## begin Given text

But i think this cant happen, because when look with ixtrace what code programs mostly execute on ixemul is memalloc, string functions.
and here is no diffrence possible, the string functions are in asm written and the memalloc time depend on cache misses a lot.
i also test ixemul poolmem version with tlsfmem and netsurf.i change the AFA exec so, that pool threshold is set to 4 and so every time a allocpooled is called, it do a allocmem because allocmem size is greater and so the pool is not used.
In benchmarks this give the fastest speed.
but in real world with netsurf and other C++ programs(that alloc and free small pieces of mem very often) tlsf is realy slow on my AMD64 3000+ System.64 kb 1. Level Cache 256 kb 2. Level Cache and winuae.
The main Problem on tlsf is, that it is a best fit allocator and here it happen that mem allocs that with other memallocators are placed together, so they fit better in cache are scatter around and do lots cache misses, that slow down netsurf by Factor 2 on my system.but of course tlsfmem is faster as when use no tlsfmem and do allways allocmem with this special exec.
here the system slow down by factor 4.but then there come no crashes.

## end Given text
## begin Data provided

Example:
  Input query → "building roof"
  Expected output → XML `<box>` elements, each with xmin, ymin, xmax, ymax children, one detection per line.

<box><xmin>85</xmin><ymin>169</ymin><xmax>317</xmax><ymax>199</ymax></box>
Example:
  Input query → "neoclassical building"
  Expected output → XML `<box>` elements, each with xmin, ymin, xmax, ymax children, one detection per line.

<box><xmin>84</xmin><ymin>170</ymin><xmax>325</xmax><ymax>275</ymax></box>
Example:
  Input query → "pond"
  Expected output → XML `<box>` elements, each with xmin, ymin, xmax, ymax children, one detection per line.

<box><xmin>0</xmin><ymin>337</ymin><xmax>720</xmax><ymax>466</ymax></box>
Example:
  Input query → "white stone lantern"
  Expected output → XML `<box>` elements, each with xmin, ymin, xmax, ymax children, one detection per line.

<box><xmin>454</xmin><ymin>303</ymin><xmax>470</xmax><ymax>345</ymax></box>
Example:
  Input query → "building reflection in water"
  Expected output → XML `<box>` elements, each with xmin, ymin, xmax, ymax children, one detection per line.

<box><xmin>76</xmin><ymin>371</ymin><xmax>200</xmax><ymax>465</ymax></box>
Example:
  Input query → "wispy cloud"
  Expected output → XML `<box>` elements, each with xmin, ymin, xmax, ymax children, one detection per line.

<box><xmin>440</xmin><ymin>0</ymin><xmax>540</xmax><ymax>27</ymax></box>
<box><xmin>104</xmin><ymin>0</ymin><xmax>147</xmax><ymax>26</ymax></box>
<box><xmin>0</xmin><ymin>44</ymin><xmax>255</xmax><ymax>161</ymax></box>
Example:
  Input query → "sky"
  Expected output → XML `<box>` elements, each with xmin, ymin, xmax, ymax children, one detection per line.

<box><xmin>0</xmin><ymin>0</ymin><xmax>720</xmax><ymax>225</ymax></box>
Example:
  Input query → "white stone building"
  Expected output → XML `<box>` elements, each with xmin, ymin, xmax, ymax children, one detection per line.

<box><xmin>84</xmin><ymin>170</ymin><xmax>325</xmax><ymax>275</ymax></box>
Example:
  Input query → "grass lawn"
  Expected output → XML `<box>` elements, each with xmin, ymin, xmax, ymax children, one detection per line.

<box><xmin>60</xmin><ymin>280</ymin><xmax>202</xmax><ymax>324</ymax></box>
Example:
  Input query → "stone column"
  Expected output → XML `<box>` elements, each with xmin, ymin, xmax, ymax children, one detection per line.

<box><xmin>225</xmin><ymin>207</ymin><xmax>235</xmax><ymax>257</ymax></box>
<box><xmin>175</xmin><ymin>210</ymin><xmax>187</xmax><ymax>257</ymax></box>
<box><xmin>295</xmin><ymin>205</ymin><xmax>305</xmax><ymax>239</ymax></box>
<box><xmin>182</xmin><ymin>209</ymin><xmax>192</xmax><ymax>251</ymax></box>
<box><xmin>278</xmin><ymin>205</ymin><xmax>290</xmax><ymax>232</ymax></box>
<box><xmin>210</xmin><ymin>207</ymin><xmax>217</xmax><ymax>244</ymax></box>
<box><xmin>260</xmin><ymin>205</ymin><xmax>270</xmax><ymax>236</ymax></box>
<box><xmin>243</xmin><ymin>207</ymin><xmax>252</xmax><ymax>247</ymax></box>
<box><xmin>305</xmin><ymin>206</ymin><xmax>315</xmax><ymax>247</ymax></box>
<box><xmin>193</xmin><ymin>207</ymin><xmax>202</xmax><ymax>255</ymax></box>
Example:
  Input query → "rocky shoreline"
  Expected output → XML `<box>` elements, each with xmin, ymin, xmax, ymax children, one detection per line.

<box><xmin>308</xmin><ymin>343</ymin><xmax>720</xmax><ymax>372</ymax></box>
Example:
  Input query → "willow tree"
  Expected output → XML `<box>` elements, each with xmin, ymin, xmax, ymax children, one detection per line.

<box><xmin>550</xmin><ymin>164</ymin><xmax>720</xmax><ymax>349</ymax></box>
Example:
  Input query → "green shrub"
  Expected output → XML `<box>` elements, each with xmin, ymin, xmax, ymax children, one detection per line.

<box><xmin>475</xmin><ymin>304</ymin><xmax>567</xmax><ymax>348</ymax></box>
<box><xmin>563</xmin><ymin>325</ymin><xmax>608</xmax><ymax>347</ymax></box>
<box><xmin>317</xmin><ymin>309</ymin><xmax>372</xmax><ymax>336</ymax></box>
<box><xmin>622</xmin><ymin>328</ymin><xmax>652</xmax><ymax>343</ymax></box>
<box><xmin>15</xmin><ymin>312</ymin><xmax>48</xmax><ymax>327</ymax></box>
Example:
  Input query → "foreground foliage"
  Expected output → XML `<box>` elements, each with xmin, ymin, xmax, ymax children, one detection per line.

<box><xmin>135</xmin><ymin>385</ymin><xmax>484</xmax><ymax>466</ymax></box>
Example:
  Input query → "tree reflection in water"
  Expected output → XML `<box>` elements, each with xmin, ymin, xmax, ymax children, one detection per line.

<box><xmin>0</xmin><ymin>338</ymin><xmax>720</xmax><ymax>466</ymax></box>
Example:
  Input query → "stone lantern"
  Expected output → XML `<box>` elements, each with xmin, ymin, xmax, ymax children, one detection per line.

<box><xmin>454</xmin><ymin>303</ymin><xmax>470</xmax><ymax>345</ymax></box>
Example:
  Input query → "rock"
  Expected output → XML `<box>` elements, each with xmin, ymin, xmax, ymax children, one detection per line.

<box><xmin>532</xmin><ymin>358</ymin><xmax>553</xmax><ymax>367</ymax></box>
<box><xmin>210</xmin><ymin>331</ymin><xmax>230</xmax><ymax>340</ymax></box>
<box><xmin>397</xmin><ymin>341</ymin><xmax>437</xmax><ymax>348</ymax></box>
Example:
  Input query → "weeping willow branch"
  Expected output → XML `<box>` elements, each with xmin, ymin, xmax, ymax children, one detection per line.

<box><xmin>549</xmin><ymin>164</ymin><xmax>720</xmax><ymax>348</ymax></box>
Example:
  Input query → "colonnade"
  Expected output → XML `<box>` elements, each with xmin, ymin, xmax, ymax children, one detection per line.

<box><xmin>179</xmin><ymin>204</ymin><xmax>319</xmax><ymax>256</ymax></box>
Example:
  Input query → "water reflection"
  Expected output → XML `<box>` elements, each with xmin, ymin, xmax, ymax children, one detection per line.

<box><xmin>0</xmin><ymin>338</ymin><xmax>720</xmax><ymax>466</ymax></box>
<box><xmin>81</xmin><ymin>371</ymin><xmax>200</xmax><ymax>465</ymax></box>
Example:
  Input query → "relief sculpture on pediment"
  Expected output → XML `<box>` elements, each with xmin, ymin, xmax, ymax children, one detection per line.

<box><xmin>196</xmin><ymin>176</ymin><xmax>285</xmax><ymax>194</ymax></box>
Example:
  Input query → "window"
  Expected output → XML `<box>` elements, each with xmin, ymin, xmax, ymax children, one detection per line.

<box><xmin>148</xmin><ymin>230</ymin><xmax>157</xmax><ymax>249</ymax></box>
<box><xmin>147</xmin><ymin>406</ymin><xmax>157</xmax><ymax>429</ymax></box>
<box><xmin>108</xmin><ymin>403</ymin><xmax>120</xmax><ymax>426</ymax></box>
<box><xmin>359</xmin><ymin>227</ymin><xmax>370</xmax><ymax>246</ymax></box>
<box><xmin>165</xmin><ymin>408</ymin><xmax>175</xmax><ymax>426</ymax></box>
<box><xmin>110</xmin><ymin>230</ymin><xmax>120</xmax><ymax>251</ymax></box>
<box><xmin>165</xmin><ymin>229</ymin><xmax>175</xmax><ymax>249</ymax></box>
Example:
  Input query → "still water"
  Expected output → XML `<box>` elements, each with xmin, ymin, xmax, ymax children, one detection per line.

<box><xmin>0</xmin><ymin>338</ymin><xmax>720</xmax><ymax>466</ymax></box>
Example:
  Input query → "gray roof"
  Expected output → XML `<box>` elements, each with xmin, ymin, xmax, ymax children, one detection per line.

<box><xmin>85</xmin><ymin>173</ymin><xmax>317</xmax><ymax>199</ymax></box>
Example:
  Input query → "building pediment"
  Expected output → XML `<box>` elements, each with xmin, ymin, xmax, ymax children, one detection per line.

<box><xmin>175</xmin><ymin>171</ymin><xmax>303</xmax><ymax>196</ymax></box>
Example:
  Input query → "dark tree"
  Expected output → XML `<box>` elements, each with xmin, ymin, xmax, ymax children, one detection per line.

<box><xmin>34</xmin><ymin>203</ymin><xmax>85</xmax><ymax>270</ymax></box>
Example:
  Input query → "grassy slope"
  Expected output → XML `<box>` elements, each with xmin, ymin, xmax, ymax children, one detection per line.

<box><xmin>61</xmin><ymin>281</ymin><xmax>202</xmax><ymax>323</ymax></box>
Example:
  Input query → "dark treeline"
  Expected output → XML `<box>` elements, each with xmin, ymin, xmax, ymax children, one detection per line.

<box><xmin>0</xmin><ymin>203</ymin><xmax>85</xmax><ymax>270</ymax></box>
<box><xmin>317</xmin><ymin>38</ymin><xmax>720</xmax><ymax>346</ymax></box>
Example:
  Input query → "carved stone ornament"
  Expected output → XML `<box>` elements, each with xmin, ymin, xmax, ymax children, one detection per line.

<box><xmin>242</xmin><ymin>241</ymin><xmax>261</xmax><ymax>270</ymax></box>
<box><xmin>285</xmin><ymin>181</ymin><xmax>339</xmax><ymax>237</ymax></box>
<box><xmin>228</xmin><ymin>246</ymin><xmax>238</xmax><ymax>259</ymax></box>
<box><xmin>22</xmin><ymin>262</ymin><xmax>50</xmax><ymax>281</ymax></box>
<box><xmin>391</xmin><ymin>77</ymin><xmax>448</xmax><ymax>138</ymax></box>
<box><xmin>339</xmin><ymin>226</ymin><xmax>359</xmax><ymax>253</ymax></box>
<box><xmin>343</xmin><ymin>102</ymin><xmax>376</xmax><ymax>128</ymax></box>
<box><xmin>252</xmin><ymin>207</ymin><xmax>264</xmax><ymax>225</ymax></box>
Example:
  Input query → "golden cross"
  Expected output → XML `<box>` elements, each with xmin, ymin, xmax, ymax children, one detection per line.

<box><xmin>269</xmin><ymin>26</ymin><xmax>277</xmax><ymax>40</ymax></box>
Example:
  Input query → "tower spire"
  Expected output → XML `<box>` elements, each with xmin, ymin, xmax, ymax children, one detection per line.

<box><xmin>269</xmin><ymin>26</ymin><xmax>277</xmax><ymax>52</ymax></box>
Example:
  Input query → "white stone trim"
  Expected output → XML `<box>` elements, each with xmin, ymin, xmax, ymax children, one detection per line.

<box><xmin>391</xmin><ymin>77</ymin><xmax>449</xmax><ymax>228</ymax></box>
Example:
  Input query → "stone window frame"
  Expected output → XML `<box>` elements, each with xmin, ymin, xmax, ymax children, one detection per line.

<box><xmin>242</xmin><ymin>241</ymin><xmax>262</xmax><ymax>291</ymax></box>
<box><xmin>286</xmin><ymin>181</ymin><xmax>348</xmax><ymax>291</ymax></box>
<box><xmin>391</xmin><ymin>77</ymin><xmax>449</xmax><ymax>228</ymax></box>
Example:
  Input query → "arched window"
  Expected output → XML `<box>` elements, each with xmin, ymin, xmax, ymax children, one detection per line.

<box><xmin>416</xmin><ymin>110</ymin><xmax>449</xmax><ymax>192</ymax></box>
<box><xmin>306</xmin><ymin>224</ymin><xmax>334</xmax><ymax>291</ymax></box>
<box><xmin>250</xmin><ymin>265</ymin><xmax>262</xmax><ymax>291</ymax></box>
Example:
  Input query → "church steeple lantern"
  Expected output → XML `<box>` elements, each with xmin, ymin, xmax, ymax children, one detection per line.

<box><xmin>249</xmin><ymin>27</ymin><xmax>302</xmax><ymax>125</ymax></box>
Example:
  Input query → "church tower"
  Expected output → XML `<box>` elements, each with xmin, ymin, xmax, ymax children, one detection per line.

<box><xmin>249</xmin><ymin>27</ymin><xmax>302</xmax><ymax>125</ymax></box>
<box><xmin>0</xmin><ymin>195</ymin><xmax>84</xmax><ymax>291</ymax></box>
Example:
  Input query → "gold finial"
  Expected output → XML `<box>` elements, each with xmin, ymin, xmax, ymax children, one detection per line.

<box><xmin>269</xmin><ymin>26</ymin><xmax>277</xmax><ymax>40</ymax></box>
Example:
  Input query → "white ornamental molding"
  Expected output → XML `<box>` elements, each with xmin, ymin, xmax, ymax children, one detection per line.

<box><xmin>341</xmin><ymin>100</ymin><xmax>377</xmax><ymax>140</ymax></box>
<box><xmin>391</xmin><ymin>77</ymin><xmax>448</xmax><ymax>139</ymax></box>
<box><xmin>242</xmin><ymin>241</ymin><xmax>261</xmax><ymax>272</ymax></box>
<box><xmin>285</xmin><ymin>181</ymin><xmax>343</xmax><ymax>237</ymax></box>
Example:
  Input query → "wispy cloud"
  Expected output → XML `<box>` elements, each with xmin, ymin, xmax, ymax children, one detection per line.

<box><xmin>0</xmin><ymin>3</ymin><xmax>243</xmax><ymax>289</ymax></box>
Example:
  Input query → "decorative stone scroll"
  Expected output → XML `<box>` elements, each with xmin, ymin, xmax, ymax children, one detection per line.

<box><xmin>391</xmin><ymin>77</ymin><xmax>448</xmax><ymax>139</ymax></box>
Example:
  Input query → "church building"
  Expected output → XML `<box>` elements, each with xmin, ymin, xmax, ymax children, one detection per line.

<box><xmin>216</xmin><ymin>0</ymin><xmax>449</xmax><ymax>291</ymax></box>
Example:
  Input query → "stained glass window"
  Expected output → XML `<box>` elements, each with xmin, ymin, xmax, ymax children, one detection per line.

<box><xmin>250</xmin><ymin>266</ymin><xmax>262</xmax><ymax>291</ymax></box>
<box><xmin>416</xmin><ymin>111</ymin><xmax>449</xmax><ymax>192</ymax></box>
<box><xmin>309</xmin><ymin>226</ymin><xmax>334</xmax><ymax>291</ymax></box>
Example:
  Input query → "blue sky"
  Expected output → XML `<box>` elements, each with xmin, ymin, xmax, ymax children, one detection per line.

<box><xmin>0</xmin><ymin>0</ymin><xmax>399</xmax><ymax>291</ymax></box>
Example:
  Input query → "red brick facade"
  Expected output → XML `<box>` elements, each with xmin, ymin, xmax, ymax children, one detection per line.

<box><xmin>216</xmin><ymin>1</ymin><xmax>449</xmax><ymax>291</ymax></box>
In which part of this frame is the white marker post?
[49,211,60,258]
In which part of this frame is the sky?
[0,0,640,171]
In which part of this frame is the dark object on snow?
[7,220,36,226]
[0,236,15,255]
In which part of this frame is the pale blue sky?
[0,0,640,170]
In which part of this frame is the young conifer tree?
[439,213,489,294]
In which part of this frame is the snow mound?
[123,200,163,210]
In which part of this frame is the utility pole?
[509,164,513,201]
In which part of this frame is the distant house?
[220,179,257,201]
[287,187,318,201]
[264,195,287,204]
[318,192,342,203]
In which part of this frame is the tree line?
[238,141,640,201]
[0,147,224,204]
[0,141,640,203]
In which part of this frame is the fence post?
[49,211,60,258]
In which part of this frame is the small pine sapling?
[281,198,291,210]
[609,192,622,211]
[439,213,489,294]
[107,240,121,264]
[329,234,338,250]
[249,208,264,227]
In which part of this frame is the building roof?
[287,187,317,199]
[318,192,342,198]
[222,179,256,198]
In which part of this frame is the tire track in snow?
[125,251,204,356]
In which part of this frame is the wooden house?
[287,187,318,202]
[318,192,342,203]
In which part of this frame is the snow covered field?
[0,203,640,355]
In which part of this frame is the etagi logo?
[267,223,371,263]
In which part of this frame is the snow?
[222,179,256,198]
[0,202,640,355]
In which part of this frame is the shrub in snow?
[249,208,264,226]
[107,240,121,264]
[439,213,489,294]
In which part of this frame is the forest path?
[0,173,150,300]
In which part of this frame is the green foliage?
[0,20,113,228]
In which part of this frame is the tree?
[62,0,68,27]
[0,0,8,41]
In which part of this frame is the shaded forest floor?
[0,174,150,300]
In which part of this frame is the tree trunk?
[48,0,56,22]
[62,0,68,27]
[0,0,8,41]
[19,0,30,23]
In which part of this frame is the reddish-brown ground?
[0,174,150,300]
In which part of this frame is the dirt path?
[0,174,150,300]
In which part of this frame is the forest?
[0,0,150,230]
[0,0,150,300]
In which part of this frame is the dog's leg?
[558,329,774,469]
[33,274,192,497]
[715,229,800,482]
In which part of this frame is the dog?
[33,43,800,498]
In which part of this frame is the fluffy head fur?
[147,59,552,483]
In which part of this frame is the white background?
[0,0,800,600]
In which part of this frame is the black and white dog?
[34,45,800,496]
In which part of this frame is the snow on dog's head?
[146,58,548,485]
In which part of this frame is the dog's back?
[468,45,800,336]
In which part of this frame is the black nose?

## end Data provided

Goal 1 »
Please give the allocator post again, everything from "But i think" down to "misses a lot.", swapping "ixemul" for "libnix".
Goal 2 »
Write the next part of the allocator post, carrying on after its final sentence.

Task response 1 »
But i think this cant happen, because when look with ixtrace what code programs mostly execute on libnix is memalloc, string functions.
and here is no diffrence possible, the string functions are in asm written and the memalloc time depend on cache misses a lot.

Task response 2 »
i see that netsurf or other ixemul programs(that do often malloc and free) crash when use tlsfmem, this happen on a classic too.
speed tests are here not get.
I dont know wy this happen, netsurf work stable, memtracker show no illegal access, and it work with poolmem and buddy allocator good.
but if somebody want test on classic tlsfmem and netsurf more for speed , i can send a exec version for AFA.but be warned, its possible that you can kill your install.
-
@matthey
Yeah, I did find a use for bfffo when implementing a quick integer log2 estimation.
-
@bernd_afa (http://www.amiga.org/forums/member.php?u=3520) and matthey (http://www.amiga.org/forums/member.php?u=5111)
thanks for all this info, i will propose my friend to get an 68882. he's interesting
for netbsd too in his a1200, so an fpu is a must.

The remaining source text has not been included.